** Opening Source material block **

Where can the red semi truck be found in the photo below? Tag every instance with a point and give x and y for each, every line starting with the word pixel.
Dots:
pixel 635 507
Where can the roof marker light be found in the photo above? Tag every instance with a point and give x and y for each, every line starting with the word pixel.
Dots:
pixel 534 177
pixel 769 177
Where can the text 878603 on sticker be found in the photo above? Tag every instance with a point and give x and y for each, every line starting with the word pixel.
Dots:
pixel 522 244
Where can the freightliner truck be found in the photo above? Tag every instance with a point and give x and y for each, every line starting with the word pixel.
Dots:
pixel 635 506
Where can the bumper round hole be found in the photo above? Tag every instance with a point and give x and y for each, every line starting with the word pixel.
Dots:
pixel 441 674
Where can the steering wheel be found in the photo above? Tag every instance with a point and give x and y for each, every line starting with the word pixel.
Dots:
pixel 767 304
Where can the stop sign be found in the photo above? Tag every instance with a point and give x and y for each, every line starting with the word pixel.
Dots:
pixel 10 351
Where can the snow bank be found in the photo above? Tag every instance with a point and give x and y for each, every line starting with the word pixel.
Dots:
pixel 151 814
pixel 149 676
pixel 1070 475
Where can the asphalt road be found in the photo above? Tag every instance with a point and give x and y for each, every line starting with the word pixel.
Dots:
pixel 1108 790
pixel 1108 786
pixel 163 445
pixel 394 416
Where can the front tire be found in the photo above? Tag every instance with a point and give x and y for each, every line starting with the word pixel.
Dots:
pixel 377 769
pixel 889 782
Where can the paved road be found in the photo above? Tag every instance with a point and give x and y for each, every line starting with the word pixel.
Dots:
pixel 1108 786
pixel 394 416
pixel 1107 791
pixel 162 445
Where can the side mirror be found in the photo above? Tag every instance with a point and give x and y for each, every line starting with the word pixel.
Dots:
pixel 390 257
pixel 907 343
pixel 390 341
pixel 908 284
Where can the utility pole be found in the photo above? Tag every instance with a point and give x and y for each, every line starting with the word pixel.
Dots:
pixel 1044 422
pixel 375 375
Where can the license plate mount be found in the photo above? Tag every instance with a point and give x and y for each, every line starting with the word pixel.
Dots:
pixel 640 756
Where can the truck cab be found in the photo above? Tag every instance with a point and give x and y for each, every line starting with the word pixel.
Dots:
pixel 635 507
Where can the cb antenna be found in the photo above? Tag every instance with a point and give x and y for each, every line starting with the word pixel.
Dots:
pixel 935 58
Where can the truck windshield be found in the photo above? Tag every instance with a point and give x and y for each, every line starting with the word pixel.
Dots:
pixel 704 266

** Closing Source material block **

**What the exercise asks**
Copy out each record word for word.

**Result of this exercise**
Where can the red semi truck be found in the photo below? Tag every instance with a point and give x and y for each, every line starting with the word pixel.
Dots:
pixel 635 507
Where can the roof marker light be found in the photo above? Tag every instance with a point and give x and y for each, every line starting with the word pixel.
Dots:
pixel 534 177
pixel 769 177
Where can the text 878603 on sticker be found in the photo above? Tag every instance with a point and give x and y for each, every line starting with the word pixel.
Dots:
pixel 522 244
Where can the freightliner truck be found in the photo above? Tag every instance with a point and give x and y for each, every line starting with the word pixel.
Dots:
pixel 635 506
Where can the bumper round hole be found in the photo above? Tag every instance with a point and give x and y for each, every line starting with the word pixel.
Dots:
pixel 441 674
Where can the steering wheel be found in the photo above? Tag every instance with a point and give x and y for each, every line starting with the word pixel.
Dots:
pixel 767 304
Where can the stop sign be found in the photo above? Tag every instance with a point and give x and y for each, every line starting with the word pixel.
Dots:
pixel 10 351
Where can the snow bank be found in the photo above? Tag every instance with a point and give x and y for each, every line starting with the word pixel.
Dots:
pixel 151 814
pixel 149 676
pixel 1070 475
Where can the asphalt road be found in the photo above? Tag every instance with a point and give x and y for each, every line starting with the word pixel.
Dots:
pixel 1108 790
pixel 1108 786
pixel 163 445
pixel 394 416
Where can the front tire be found in the photo above? Tag every instance with a point and give x and y for each, every line starting with the word pixel.
Dots:
pixel 377 769
pixel 889 782
Where can the paved road be found in the photo above? Tag every instance with a point and give x and y for each, every line starting with the word pixel.
Dots:
pixel 1108 786
pixel 394 416
pixel 1107 791
pixel 162 445
Where can the side mirror be found in the photo above? Tag every instance with a point and give x and y for each, every line starting with the word pixel.
Dots:
pixel 390 257
pixel 907 343
pixel 390 341
pixel 908 284
Where can the utility pole be found in the photo above? Tag every instance with a point and give x and y for each, every line starting with the word pixel.
Dots:
pixel 1044 422
pixel 375 375
Where can the license plate mount be found in the photo above? Tag every instance with a point and give x and y for each, every line starting with the word pixel.
Dots:
pixel 640 756
Where can the truck cab be found in the photo above? Tag every instance with a point and give x and y for each, every line starting with the word pixel.
Dots:
pixel 635 507
Where can the cb antenna be found in the photo above? Tag every instance with a point and give x and y for each, every line starting with the word pixel.
Dots:
pixel 935 58
Where can the truck windshield be found in the photo above? Tag every instance with a point and give x and y for each, every line starting with the word pixel.
Dots:
pixel 704 266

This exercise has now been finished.